• EXERCISE
Starting from the line containing "of the stone", write out the rest of the entries exactly, through the final line, including nothing else.

• RECORDS SHOWN

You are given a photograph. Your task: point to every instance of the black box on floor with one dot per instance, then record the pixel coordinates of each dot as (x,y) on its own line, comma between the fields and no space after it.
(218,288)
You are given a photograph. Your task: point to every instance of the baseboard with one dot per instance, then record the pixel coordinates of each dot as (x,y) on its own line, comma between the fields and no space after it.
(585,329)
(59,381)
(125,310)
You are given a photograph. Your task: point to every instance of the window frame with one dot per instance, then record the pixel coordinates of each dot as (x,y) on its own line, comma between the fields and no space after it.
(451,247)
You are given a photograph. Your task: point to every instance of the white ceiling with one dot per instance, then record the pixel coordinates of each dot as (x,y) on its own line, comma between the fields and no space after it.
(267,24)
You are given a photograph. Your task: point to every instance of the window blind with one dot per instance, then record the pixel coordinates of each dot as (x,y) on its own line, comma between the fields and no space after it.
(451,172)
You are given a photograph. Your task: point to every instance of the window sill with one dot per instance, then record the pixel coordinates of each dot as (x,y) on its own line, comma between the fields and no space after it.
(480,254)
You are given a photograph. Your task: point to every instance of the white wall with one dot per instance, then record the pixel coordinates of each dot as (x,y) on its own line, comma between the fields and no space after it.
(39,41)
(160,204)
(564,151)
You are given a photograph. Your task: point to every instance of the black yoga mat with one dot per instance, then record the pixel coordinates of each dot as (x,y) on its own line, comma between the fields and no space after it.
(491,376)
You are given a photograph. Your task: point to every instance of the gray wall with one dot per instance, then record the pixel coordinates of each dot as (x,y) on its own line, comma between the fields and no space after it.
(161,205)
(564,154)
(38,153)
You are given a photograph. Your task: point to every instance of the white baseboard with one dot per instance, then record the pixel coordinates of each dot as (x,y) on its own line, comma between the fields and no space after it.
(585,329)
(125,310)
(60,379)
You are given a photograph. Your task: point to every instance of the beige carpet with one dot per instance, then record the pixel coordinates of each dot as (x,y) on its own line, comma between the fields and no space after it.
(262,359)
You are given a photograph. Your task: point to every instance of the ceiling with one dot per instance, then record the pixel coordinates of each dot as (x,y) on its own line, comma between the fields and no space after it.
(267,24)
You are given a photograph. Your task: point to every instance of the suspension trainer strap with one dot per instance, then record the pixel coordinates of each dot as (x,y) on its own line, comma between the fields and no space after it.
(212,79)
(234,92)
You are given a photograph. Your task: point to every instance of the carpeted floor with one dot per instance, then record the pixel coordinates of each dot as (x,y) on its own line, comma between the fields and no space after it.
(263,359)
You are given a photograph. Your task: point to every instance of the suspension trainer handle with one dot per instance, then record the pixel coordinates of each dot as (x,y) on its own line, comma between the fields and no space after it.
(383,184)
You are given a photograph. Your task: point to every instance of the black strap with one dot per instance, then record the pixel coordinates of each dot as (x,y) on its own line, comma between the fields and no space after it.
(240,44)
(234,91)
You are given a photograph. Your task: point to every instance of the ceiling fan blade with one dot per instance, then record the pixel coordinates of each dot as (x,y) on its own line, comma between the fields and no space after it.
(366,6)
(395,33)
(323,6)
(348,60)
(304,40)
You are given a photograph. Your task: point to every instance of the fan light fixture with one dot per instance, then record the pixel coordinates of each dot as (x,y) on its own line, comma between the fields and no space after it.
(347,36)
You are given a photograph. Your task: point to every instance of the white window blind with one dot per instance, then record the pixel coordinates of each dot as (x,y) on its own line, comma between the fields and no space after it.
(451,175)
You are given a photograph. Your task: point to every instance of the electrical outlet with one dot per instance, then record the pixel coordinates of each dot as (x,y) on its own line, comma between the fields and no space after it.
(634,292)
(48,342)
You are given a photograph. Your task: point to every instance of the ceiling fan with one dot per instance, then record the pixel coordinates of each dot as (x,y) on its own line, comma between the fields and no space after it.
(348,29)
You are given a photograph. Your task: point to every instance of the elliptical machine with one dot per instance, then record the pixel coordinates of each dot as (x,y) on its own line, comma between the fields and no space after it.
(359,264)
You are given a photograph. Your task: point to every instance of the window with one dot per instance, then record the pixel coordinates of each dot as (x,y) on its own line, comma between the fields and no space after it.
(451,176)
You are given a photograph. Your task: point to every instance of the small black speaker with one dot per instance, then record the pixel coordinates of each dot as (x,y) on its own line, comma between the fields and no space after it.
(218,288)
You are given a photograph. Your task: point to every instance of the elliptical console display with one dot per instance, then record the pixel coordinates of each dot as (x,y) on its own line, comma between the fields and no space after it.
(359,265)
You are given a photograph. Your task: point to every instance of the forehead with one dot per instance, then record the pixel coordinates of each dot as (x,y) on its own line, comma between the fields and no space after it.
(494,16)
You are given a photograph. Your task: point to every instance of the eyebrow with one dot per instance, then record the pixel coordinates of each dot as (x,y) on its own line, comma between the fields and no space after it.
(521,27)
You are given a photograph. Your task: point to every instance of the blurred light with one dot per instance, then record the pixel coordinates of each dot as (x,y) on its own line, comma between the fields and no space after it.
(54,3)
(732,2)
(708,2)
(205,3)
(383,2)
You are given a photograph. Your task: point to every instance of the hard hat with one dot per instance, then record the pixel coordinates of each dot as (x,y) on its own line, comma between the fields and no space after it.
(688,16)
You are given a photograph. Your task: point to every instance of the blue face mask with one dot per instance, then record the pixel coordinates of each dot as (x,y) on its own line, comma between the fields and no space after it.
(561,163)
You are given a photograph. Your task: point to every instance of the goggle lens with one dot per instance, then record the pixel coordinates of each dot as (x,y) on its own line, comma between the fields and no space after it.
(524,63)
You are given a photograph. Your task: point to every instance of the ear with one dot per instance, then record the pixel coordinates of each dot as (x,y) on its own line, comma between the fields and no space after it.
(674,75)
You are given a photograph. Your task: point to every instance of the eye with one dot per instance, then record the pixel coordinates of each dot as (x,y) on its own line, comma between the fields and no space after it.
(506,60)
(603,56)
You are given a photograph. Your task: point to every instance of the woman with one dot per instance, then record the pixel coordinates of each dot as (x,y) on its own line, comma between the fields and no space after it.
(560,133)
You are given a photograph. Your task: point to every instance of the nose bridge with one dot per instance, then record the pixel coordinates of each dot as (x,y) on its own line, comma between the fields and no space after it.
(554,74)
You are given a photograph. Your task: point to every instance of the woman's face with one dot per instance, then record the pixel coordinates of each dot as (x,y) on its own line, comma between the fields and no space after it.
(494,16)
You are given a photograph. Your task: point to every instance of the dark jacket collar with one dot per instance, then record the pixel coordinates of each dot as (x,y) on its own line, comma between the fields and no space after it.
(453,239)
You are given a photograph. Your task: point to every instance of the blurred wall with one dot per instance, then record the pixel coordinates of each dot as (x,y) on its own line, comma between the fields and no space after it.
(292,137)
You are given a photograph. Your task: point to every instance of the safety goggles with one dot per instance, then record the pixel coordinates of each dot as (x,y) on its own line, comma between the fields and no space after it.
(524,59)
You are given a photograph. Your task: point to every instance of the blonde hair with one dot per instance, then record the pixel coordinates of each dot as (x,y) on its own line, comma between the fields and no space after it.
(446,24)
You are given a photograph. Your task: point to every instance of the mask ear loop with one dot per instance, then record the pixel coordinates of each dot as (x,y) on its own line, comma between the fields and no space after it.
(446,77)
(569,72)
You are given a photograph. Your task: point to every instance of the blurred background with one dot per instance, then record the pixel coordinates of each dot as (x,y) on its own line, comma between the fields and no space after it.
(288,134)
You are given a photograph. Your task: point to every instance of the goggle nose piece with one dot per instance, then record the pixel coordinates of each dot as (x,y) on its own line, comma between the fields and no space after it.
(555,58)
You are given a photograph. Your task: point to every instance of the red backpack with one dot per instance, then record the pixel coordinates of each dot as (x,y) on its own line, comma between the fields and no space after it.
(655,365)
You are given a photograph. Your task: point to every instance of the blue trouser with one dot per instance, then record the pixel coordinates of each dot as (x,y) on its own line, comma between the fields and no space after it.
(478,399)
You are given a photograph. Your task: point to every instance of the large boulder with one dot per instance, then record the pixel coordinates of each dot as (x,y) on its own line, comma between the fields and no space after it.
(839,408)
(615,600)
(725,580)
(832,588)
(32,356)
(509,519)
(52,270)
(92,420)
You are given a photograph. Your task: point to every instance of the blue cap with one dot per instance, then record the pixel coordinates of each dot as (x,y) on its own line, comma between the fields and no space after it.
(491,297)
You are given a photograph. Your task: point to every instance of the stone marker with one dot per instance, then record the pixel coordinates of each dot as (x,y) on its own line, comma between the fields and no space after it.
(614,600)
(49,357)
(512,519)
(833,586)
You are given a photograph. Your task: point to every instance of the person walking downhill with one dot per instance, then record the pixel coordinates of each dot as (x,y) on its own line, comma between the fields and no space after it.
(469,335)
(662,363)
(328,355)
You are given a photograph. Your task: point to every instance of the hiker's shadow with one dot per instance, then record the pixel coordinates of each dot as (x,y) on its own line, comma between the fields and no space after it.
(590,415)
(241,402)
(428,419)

• EXPECTED ANSWER
You are given a photograph. Your task: point to every instance of the stone marker with one dot per instance, then record the pixel coordinates of each dot as (x,y) on its own line, comma between the fields and no space after it.
(614,600)
(49,357)
(512,519)
(833,586)
You are given a photograph. Your task: point to every instance of the person walking downhill with one dot per instance, then record the pixel coordinates of each dot as (x,y) on its own line, comma between the fields and no space after it.
(469,335)
(662,363)
(328,355)
You are given a photograph. Your task: point to every instance of the hiker's shadow with one dot per instance, then record the pixel coordinates of each dot as (x,y) on its own line, comma between the fields and no space after it.
(590,415)
(241,402)
(428,419)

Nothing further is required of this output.